[Excerpt]
Failure to Cover: A Tragedy Clouded in Unethical Journalism

Cady Kuzmich, Columnist


The sound of exploding shrapnel from twin explosions rattled Boston last Monday, sending dozens to the hospital as runners crossed the finish line of the 117th Boston Marathon. The explosion left three dead and over 170 people injured. Since the blast, there’s been much pressure to label the Boston bombing as a terrorist attack. While this attack could very well be politically motivated, without more information, all we’re doing is guessing.
The eagerness of the media to paint a picture of the brothers as “textbook terrorists,” as foreign, as other, was a bit unnerving. The brothers have been living in the U.S. for years. Reporters questioned childhood friends of the suspects, grasping for anything typical of our idea of a terrorist. As reports come out saying the brothers were from here or there, each respective region makes a statement denying responsibility for the brothers’ actions. What does it matter where they came from? Seeing how they came to the U.S. as kids, chances are they were radicalized here.
Reports indicated that Dzhokhar Tsarnaev’s Twitter page had been active in the days following the attack. Just two hours after the bombing, “Jahar” tweeted “no love in the heart of the city, stay safe people” and later, “I’m a stress free kind of guy.” Live-tweeting an attack? How American.
Boston law enforcement sources described the attacks as the worst terrorist attack on U.S. soil since September 11th; a comparison that brings back painful memories for many Americans and raises questions about the very definition of terrorism. For an attack to be defined as an act of terror there must be some sort of political motive. With no clear motive established yet, how can we label the Tsarnaev brothers as terrorists? There was no political motive behind Newtown or the Aurora Theatre shooting. Many more were killed. Both events were terrifying, but neither was defined as terrorism. While there may be political motives behind the Boston Bombing, for now, all we’re doing is making assumptions. It’s still too early to tell.
The older of the two brothers, Tamerlan Tsarnaev, 26, was wounded during a shootout with police and later pronounced dead. Dzhokhar Tsarnaev, 19, fled the scene in an SUV, which the New York Times reports “went right through the cops, broke right through and continued west.” The entire city of Boston effectively shut down on Friday. People were told to stay inside as Boston police hunted down 19-year-old Dzhokhar, who was later found in a neighbor’s boat and taken into custody. Dzhokhar is still being treated at a nearby hospital. He was officially charged on the 22nd with using weapons of mass destruction and of malicious destruction of property resulting in death.
The fast-paced unraveling of events over the weekend were unnerving to say the least. It seemed hard to believe that what was on the news was in fact unraveling in real time in Boston. To all who knew the brothers, the news came as a shock. Tamerlan, a successful boxer, had actually been questioned by the FBI previously about potential extremist ties. Nothing came of the questioning. The younger brother, Dzhokhar, studied at Amherst and from all reports, seemed like a typical college kid.

[Aim of the task]
Reproduce the passage of the column on the Boston Marathon bombing coverage that begins with the words "The eagerness of" and ends after the words "were radicalized here.", substituting "former classmates" for "childhood friends".

[Dataset records]
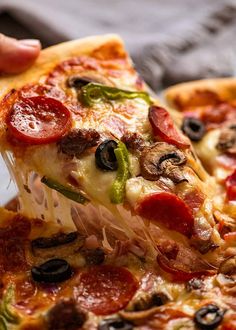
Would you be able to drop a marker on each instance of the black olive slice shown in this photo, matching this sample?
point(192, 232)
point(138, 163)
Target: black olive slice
point(54, 270)
point(114, 324)
point(105, 156)
point(202, 319)
point(56, 240)
point(193, 128)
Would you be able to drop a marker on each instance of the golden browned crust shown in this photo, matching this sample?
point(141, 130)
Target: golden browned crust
point(105, 47)
point(179, 96)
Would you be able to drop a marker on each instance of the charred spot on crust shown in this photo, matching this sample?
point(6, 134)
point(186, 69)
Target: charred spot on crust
point(77, 141)
point(133, 141)
point(65, 315)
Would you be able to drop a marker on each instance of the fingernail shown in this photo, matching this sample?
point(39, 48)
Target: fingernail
point(30, 42)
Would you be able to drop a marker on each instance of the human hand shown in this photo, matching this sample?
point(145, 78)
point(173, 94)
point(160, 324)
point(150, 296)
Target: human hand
point(17, 55)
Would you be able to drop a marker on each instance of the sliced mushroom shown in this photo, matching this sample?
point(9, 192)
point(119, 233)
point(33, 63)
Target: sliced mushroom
point(162, 159)
point(227, 140)
point(79, 80)
point(146, 301)
point(228, 267)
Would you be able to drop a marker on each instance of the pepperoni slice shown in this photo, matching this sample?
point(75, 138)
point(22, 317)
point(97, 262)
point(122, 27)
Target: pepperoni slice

[Response box]
The eagerness of the media to paint a picture of the brothers as “textbook terrorists,” as foreign, as other, was a bit unnerving. The brothers have been living in the U.S. for years. Reporters questioned former classmates of the suspects, grasping for anything typical of our idea of a terrorist. As reports come out saying the brothers were from here or there, each respective region makes a statement denying responsibility for the brothers’ actions. What does it matter where they came from? Seeing how they came to the U.S. as kids, chances are they were radicalized here.